## PROVIDED PASSAGE
Don’t ask for details about how and why Maine police officers are disciplined for mistakes made in a shooting incident.

That information is confidential: Maine State Police, who have been involved in 35 shootings since 1990 and have disciplined two officers as a result of those incidents, will make public only bare-bones descriptions of the disciplinary actions.

Don’t ask whether a police shooting was ever found to be unjustified. Maine law all but guarantees that the answer will be no.

And don’t ask whether Maine police use their guns more than their counterparts in other states or the nation as a whole. Those statistics aren’t available.

Knowing about a department’s policies for using deadly force, whether those policies have been broached and whether officers were disciplined for any violations, are important disclosures. They contribute to public confidence in police training, skills and accountability.

But until recently, there was virtually no publicly available information about how police shootings were reviewed, outside of the mandatory investigations conducted by the Maine Attorney General’s Office. And even today, details involving discipline are largely kept secret.

## GIVEN PROBLEM A
Format every line of the pointing dataset records as a JSON list of strings, one string per line, leaving out blank lines.
## GIVEN PROBLEM B
Resume the passage on Maine police shootings, starting after its last sentence.
The records have no connection to the passage on Maine police shootings.

[Pointing dataset records]
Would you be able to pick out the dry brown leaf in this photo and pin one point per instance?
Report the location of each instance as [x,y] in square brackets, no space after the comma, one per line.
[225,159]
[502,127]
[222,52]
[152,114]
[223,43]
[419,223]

## WRITTEN REPLY A
[
  "Would you be able to pick out the dry brown leaf in this photo and pin one point per instance?",
  "Report the location of each instance as [x,y] in square brackets, no space after the comma, one per line.",
  "[225,159]",
  "[502,127]",
  "[222,52]",
  "[152,114]",
  "[223,43]",
  "[419,223]"
]

## WRITTEN REPLY B
For instance: Maine State Police are involved in one-third of all shootings, and the agency does its own internal reviews of these incidents. But public-access laws include confidentiality provisions that prohibit the release of all but a sliver of the information about any disciplinary actions.

Chris Parr, legal counsel for the state police, said the agency is only allowed to make public its “final written decision” in cases that resulted in disciplinary action against an employee. The decisions are summarized in one-page letters with few details.

The newspaper sought information on any disciplinary action from the 35 state police shootings since 1990. The agency turned up only two cases.

The first was in 2000 and resulted in a five-day unpaid suspension for a state trooper. A four-paragraph letter from former State Police Colonel Michael Sperry to Trooper Clifford Peterson simply notes a prior meeting about the suspension “based on your conduct on September 11.”

Asked by the Portland Press Herald/Maine Sunday Telegram for more information, Parr responded that the document was the “final written decision,” and that, as a matter of law, “no other records relating to that case may be publicly released by our agency.”

But a 2000 news report on the incident reveals that the trooper tried to shoot a gun out of the hands of a teenage boy who was threatening to commit suicide in Ellsworth. That action was “inconsistent” with state police policies, the department said.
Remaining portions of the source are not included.